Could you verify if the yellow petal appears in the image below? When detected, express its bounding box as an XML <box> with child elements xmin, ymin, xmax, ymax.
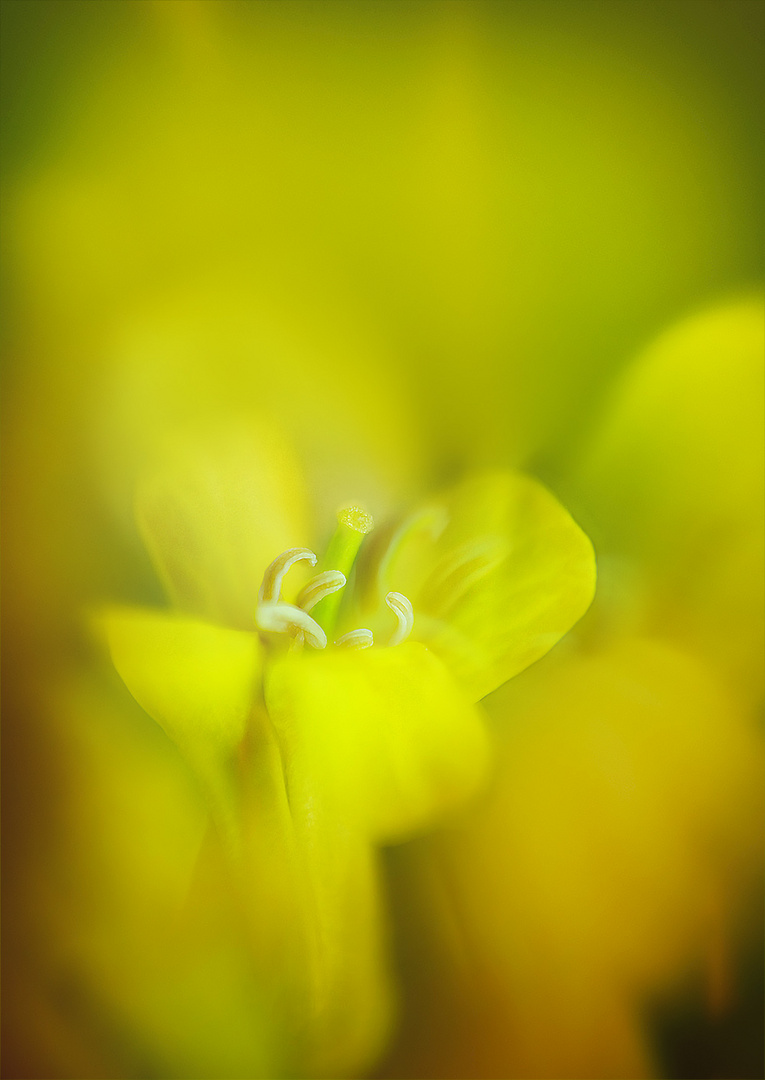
<box><xmin>103</xmin><ymin>608</ymin><xmax>260</xmax><ymax>835</ymax></box>
<box><xmin>266</xmin><ymin>643</ymin><xmax>487</xmax><ymax>841</ymax></box>
<box><xmin>367</xmin><ymin>472</ymin><xmax>595</xmax><ymax>700</ymax></box>
<box><xmin>576</xmin><ymin>299</ymin><xmax>765</xmax><ymax>698</ymax></box>
<box><xmin>136</xmin><ymin>429</ymin><xmax>307</xmax><ymax>630</ymax></box>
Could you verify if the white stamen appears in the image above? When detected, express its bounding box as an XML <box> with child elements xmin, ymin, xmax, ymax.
<box><xmin>385</xmin><ymin>593</ymin><xmax>414</xmax><ymax>645</ymax></box>
<box><xmin>295</xmin><ymin>570</ymin><xmax>346</xmax><ymax>611</ymax></box>
<box><xmin>257</xmin><ymin>548</ymin><xmax>317</xmax><ymax>604</ymax></box>
<box><xmin>255</xmin><ymin>602</ymin><xmax>326</xmax><ymax>649</ymax></box>
<box><xmin>335</xmin><ymin>627</ymin><xmax>375</xmax><ymax>649</ymax></box>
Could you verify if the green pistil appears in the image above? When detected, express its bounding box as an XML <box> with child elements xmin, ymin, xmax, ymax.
<box><xmin>311</xmin><ymin>507</ymin><xmax>375</xmax><ymax>640</ymax></box>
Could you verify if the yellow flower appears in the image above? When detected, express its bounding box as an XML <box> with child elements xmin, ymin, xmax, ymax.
<box><xmin>104</xmin><ymin>427</ymin><xmax>594</xmax><ymax>1075</ymax></box>
<box><xmin>383</xmin><ymin>300</ymin><xmax>765</xmax><ymax>1077</ymax></box>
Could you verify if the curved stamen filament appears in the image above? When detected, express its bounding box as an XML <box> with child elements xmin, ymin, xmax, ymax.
<box><xmin>255</xmin><ymin>600</ymin><xmax>326</xmax><ymax>649</ymax></box>
<box><xmin>385</xmin><ymin>593</ymin><xmax>414</xmax><ymax>645</ymax></box>
<box><xmin>335</xmin><ymin>627</ymin><xmax>375</xmax><ymax>649</ymax></box>
<box><xmin>295</xmin><ymin>570</ymin><xmax>346</xmax><ymax>611</ymax></box>
<box><xmin>258</xmin><ymin>548</ymin><xmax>317</xmax><ymax>604</ymax></box>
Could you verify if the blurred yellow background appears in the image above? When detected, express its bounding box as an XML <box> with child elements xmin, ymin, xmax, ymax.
<box><xmin>1</xmin><ymin>0</ymin><xmax>765</xmax><ymax>1080</ymax></box>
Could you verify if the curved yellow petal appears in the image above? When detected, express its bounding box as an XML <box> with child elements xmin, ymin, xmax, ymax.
<box><xmin>266</xmin><ymin>643</ymin><xmax>487</xmax><ymax>841</ymax></box>
<box><xmin>102</xmin><ymin>608</ymin><xmax>260</xmax><ymax>838</ymax></box>
<box><xmin>365</xmin><ymin>472</ymin><xmax>595</xmax><ymax>700</ymax></box>
<box><xmin>136</xmin><ymin>429</ymin><xmax>308</xmax><ymax>630</ymax></box>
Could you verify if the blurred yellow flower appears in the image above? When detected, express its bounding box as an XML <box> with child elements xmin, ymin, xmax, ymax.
<box><xmin>0</xmin><ymin>0</ymin><xmax>765</xmax><ymax>1078</ymax></box>
<box><xmin>376</xmin><ymin>300</ymin><xmax>765</xmax><ymax>1078</ymax></box>
<box><xmin>103</xmin><ymin>427</ymin><xmax>594</xmax><ymax>1075</ymax></box>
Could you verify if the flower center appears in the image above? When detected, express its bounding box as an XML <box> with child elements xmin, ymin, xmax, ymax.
<box><xmin>255</xmin><ymin>507</ymin><xmax>414</xmax><ymax>649</ymax></box>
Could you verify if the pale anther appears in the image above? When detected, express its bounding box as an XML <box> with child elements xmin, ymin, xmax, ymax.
<box><xmin>257</xmin><ymin>548</ymin><xmax>317</xmax><ymax>604</ymax></box>
<box><xmin>295</xmin><ymin>570</ymin><xmax>346</xmax><ymax>611</ymax></box>
<box><xmin>385</xmin><ymin>593</ymin><xmax>414</xmax><ymax>645</ymax></box>
<box><xmin>255</xmin><ymin>600</ymin><xmax>326</xmax><ymax>649</ymax></box>
<box><xmin>335</xmin><ymin>627</ymin><xmax>375</xmax><ymax>649</ymax></box>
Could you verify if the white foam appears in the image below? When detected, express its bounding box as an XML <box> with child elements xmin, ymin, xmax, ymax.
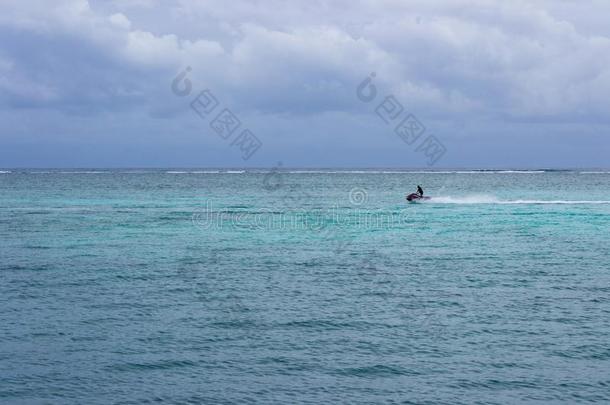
<box><xmin>429</xmin><ymin>194</ymin><xmax>610</xmax><ymax>205</ymax></box>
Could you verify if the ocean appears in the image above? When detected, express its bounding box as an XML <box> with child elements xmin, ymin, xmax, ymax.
<box><xmin>0</xmin><ymin>169</ymin><xmax>610</xmax><ymax>404</ymax></box>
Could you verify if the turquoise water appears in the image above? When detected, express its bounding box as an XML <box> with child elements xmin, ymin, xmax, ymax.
<box><xmin>0</xmin><ymin>170</ymin><xmax>610</xmax><ymax>404</ymax></box>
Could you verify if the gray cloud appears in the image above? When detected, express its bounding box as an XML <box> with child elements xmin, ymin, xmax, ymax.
<box><xmin>0</xmin><ymin>0</ymin><xmax>610</xmax><ymax>167</ymax></box>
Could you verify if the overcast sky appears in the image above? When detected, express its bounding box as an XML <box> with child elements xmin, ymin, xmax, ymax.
<box><xmin>0</xmin><ymin>0</ymin><xmax>610</xmax><ymax>168</ymax></box>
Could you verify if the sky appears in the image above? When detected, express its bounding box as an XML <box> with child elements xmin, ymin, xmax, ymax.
<box><xmin>0</xmin><ymin>0</ymin><xmax>610</xmax><ymax>169</ymax></box>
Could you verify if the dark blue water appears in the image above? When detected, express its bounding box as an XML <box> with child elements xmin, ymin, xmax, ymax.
<box><xmin>0</xmin><ymin>170</ymin><xmax>610</xmax><ymax>404</ymax></box>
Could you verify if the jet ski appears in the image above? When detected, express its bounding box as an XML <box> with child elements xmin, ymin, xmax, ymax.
<box><xmin>407</xmin><ymin>193</ymin><xmax>430</xmax><ymax>202</ymax></box>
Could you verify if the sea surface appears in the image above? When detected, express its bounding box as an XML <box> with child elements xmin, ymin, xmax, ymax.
<box><xmin>0</xmin><ymin>169</ymin><xmax>610</xmax><ymax>404</ymax></box>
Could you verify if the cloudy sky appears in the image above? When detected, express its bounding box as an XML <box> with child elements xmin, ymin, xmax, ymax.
<box><xmin>0</xmin><ymin>0</ymin><xmax>610</xmax><ymax>168</ymax></box>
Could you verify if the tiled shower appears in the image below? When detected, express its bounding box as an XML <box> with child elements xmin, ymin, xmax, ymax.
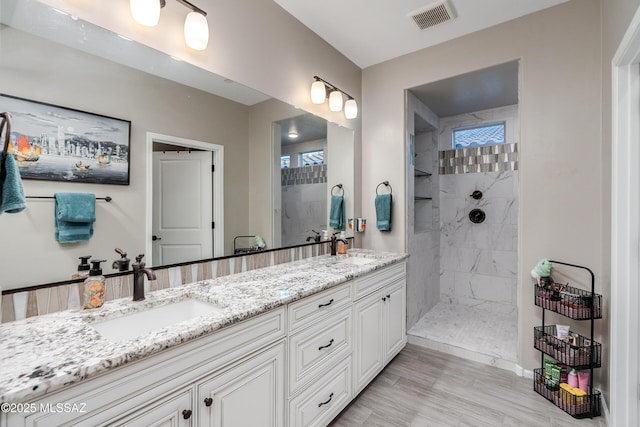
<box><xmin>408</xmin><ymin>97</ymin><xmax>519</xmax><ymax>368</ymax></box>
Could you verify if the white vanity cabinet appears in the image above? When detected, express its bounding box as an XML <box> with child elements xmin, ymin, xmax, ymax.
<box><xmin>110</xmin><ymin>387</ymin><xmax>195</xmax><ymax>427</ymax></box>
<box><xmin>353</xmin><ymin>263</ymin><xmax>407</xmax><ymax>394</ymax></box>
<box><xmin>196</xmin><ymin>342</ymin><xmax>285</xmax><ymax>427</ymax></box>
<box><xmin>288</xmin><ymin>283</ymin><xmax>353</xmax><ymax>427</ymax></box>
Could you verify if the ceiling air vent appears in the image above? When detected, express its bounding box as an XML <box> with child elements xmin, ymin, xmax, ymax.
<box><xmin>409</xmin><ymin>1</ymin><xmax>456</xmax><ymax>30</ymax></box>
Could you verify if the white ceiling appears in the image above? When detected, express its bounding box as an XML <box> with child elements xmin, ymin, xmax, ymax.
<box><xmin>274</xmin><ymin>0</ymin><xmax>568</xmax><ymax>68</ymax></box>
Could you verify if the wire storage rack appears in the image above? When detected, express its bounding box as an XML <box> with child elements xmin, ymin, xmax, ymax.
<box><xmin>533</xmin><ymin>260</ymin><xmax>602</xmax><ymax>418</ymax></box>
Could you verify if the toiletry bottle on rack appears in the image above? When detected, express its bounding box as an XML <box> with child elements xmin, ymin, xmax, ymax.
<box><xmin>71</xmin><ymin>255</ymin><xmax>91</xmax><ymax>280</ymax></box>
<box><xmin>82</xmin><ymin>260</ymin><xmax>105</xmax><ymax>309</ymax></box>
<box><xmin>567</xmin><ymin>369</ymin><xmax>578</xmax><ymax>388</ymax></box>
<box><xmin>338</xmin><ymin>231</ymin><xmax>347</xmax><ymax>255</ymax></box>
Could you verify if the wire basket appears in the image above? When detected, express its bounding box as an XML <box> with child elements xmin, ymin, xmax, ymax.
<box><xmin>535</xmin><ymin>283</ymin><xmax>602</xmax><ymax>320</ymax></box>
<box><xmin>533</xmin><ymin>325</ymin><xmax>602</xmax><ymax>369</ymax></box>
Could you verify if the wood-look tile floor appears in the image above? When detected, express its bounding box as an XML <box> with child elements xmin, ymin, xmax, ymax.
<box><xmin>331</xmin><ymin>344</ymin><xmax>605</xmax><ymax>427</ymax></box>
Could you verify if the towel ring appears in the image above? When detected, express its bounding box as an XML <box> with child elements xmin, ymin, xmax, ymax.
<box><xmin>376</xmin><ymin>181</ymin><xmax>393</xmax><ymax>196</ymax></box>
<box><xmin>0</xmin><ymin>113</ymin><xmax>11</xmax><ymax>159</ymax></box>
<box><xmin>331</xmin><ymin>184</ymin><xmax>344</xmax><ymax>196</ymax></box>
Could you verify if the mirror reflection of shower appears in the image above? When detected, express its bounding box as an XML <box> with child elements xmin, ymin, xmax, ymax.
<box><xmin>274</xmin><ymin>114</ymin><xmax>328</xmax><ymax>246</ymax></box>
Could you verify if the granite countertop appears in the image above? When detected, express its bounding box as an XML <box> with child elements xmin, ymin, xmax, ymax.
<box><xmin>0</xmin><ymin>249</ymin><xmax>407</xmax><ymax>403</ymax></box>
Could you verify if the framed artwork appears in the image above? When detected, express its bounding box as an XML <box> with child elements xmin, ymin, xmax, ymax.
<box><xmin>0</xmin><ymin>94</ymin><xmax>131</xmax><ymax>185</ymax></box>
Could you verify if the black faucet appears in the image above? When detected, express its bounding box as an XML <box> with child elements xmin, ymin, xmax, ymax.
<box><xmin>133</xmin><ymin>254</ymin><xmax>156</xmax><ymax>301</ymax></box>
<box><xmin>331</xmin><ymin>231</ymin><xmax>349</xmax><ymax>255</ymax></box>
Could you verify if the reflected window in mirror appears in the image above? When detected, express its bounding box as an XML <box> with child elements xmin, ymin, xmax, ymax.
<box><xmin>298</xmin><ymin>150</ymin><xmax>324</xmax><ymax>166</ymax></box>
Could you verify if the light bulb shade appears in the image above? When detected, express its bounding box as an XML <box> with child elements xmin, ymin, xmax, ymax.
<box><xmin>130</xmin><ymin>0</ymin><xmax>160</xmax><ymax>27</ymax></box>
<box><xmin>329</xmin><ymin>90</ymin><xmax>342</xmax><ymax>111</ymax></box>
<box><xmin>344</xmin><ymin>99</ymin><xmax>358</xmax><ymax>119</ymax></box>
<box><xmin>311</xmin><ymin>81</ymin><xmax>327</xmax><ymax>104</ymax></box>
<box><xmin>184</xmin><ymin>12</ymin><xmax>209</xmax><ymax>50</ymax></box>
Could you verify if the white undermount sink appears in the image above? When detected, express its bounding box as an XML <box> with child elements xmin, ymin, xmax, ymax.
<box><xmin>338</xmin><ymin>256</ymin><xmax>377</xmax><ymax>265</ymax></box>
<box><xmin>90</xmin><ymin>298</ymin><xmax>223</xmax><ymax>341</ymax></box>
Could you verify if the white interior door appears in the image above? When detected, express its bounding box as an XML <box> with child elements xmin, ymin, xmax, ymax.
<box><xmin>152</xmin><ymin>151</ymin><xmax>213</xmax><ymax>265</ymax></box>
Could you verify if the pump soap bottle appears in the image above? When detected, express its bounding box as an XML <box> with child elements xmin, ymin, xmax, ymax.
<box><xmin>338</xmin><ymin>231</ymin><xmax>347</xmax><ymax>255</ymax></box>
<box><xmin>71</xmin><ymin>255</ymin><xmax>91</xmax><ymax>280</ymax></box>
<box><xmin>82</xmin><ymin>259</ymin><xmax>105</xmax><ymax>309</ymax></box>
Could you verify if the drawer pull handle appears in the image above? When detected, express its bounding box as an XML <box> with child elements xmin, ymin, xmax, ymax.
<box><xmin>318</xmin><ymin>298</ymin><xmax>333</xmax><ymax>308</ymax></box>
<box><xmin>318</xmin><ymin>393</ymin><xmax>333</xmax><ymax>408</ymax></box>
<box><xmin>318</xmin><ymin>338</ymin><xmax>333</xmax><ymax>351</ymax></box>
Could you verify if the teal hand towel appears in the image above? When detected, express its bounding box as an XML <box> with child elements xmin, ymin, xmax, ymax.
<box><xmin>54</xmin><ymin>193</ymin><xmax>96</xmax><ymax>243</ymax></box>
<box><xmin>329</xmin><ymin>196</ymin><xmax>345</xmax><ymax>230</ymax></box>
<box><xmin>375</xmin><ymin>194</ymin><xmax>393</xmax><ymax>231</ymax></box>
<box><xmin>0</xmin><ymin>154</ymin><xmax>27</xmax><ymax>214</ymax></box>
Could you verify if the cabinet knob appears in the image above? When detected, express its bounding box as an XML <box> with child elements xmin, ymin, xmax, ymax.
<box><xmin>318</xmin><ymin>393</ymin><xmax>333</xmax><ymax>408</ymax></box>
<box><xmin>318</xmin><ymin>298</ymin><xmax>333</xmax><ymax>308</ymax></box>
<box><xmin>318</xmin><ymin>338</ymin><xmax>333</xmax><ymax>351</ymax></box>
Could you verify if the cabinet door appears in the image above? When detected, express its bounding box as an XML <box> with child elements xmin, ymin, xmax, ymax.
<box><xmin>111</xmin><ymin>387</ymin><xmax>195</xmax><ymax>427</ymax></box>
<box><xmin>196</xmin><ymin>343</ymin><xmax>284</xmax><ymax>427</ymax></box>
<box><xmin>383</xmin><ymin>279</ymin><xmax>407</xmax><ymax>363</ymax></box>
<box><xmin>354</xmin><ymin>292</ymin><xmax>384</xmax><ymax>394</ymax></box>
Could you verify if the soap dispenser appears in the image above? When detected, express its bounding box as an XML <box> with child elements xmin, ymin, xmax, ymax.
<box><xmin>71</xmin><ymin>255</ymin><xmax>91</xmax><ymax>280</ymax></box>
<box><xmin>338</xmin><ymin>231</ymin><xmax>348</xmax><ymax>255</ymax></box>
<box><xmin>82</xmin><ymin>259</ymin><xmax>105</xmax><ymax>309</ymax></box>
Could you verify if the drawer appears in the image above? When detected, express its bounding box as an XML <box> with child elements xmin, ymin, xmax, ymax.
<box><xmin>353</xmin><ymin>262</ymin><xmax>406</xmax><ymax>299</ymax></box>
<box><xmin>288</xmin><ymin>283</ymin><xmax>351</xmax><ymax>332</ymax></box>
<box><xmin>289</xmin><ymin>357</ymin><xmax>352</xmax><ymax>427</ymax></box>
<box><xmin>289</xmin><ymin>307</ymin><xmax>353</xmax><ymax>395</ymax></box>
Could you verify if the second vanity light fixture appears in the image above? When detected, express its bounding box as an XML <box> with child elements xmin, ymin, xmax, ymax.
<box><xmin>130</xmin><ymin>0</ymin><xmax>209</xmax><ymax>50</ymax></box>
<box><xmin>311</xmin><ymin>76</ymin><xmax>358</xmax><ymax>119</ymax></box>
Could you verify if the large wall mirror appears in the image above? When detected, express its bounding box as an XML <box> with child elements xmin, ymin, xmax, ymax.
<box><xmin>0</xmin><ymin>0</ymin><xmax>354</xmax><ymax>290</ymax></box>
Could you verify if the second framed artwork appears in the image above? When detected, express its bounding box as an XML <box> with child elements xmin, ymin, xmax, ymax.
<box><xmin>0</xmin><ymin>94</ymin><xmax>131</xmax><ymax>185</ymax></box>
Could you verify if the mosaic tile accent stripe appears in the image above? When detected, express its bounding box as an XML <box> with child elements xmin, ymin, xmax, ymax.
<box><xmin>0</xmin><ymin>242</ymin><xmax>338</xmax><ymax>323</ymax></box>
<box><xmin>280</xmin><ymin>165</ymin><xmax>327</xmax><ymax>186</ymax></box>
<box><xmin>438</xmin><ymin>143</ymin><xmax>518</xmax><ymax>175</ymax></box>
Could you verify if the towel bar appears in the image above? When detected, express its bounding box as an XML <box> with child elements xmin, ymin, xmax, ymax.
<box><xmin>376</xmin><ymin>181</ymin><xmax>393</xmax><ymax>195</ymax></box>
<box><xmin>331</xmin><ymin>184</ymin><xmax>344</xmax><ymax>196</ymax></box>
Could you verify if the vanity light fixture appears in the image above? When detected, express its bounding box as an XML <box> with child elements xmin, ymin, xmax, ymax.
<box><xmin>311</xmin><ymin>76</ymin><xmax>358</xmax><ymax>119</ymax></box>
<box><xmin>130</xmin><ymin>0</ymin><xmax>209</xmax><ymax>50</ymax></box>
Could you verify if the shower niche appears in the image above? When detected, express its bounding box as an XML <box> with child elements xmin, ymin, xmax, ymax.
<box><xmin>413</xmin><ymin>114</ymin><xmax>440</xmax><ymax>233</ymax></box>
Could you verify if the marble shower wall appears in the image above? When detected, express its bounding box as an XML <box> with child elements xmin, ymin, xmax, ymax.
<box><xmin>439</xmin><ymin>105</ymin><xmax>519</xmax><ymax>311</ymax></box>
<box><xmin>440</xmin><ymin>171</ymin><xmax>518</xmax><ymax>306</ymax></box>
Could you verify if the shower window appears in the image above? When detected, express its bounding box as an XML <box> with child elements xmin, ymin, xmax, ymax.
<box><xmin>299</xmin><ymin>150</ymin><xmax>324</xmax><ymax>166</ymax></box>
<box><xmin>452</xmin><ymin>122</ymin><xmax>505</xmax><ymax>149</ymax></box>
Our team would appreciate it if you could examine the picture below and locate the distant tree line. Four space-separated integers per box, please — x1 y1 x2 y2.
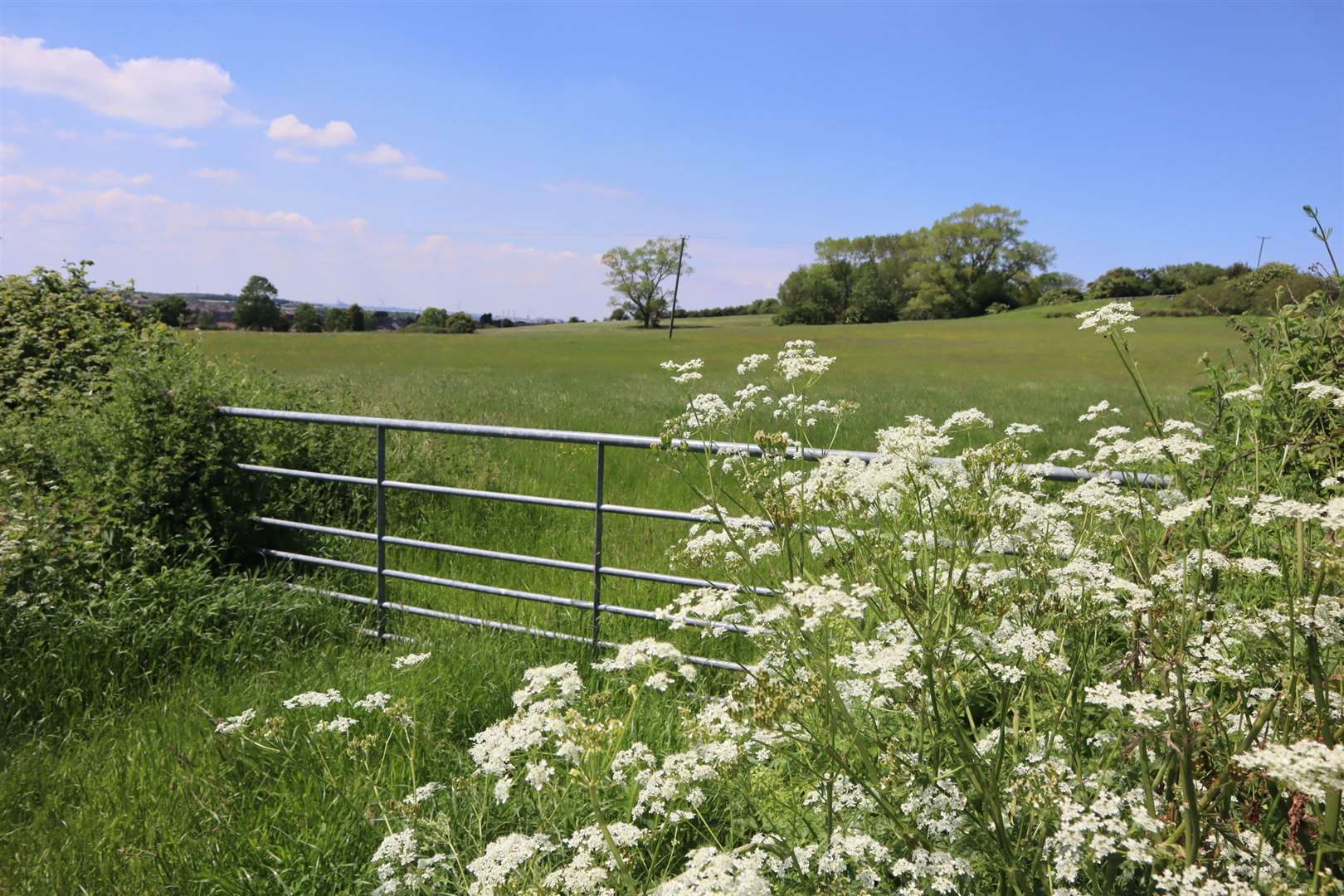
676 295 780 319
776 204 1055 324
774 204 1307 324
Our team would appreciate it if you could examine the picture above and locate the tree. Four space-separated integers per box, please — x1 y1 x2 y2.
910 202 1055 317
774 265 845 324
234 274 280 329
602 236 695 328
444 312 475 334
149 295 187 326
295 302 323 334
1088 267 1153 298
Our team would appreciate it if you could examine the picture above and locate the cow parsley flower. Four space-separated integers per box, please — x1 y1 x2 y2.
313 716 356 735
353 690 392 712
649 846 772 896
1078 399 1119 423
774 338 836 382
215 709 256 735
281 688 341 709
1223 382 1264 402
1157 495 1210 527
1233 740 1344 799
402 781 444 806
1074 302 1138 336
659 358 704 382
738 354 770 376
466 835 557 896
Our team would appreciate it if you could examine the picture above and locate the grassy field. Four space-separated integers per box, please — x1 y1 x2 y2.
0 310 1235 894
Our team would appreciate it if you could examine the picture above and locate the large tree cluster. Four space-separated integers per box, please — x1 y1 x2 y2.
777 204 1055 324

--

▸ Work to complete: Can you repeat the rows from the line with "locate the tree." to the line with "1088 267 1153 298", both included, exactly as they appear and nothing else?

▸ Answer:
Our team would appreciate it if you could examine the picture above and locate the tree. Four space-separated integers per box, please — x1 y1 x2 y2.
910 202 1055 317
774 265 845 324
234 274 280 329
602 236 695 328
444 312 475 334
149 295 187 326
295 302 323 334
1088 267 1153 298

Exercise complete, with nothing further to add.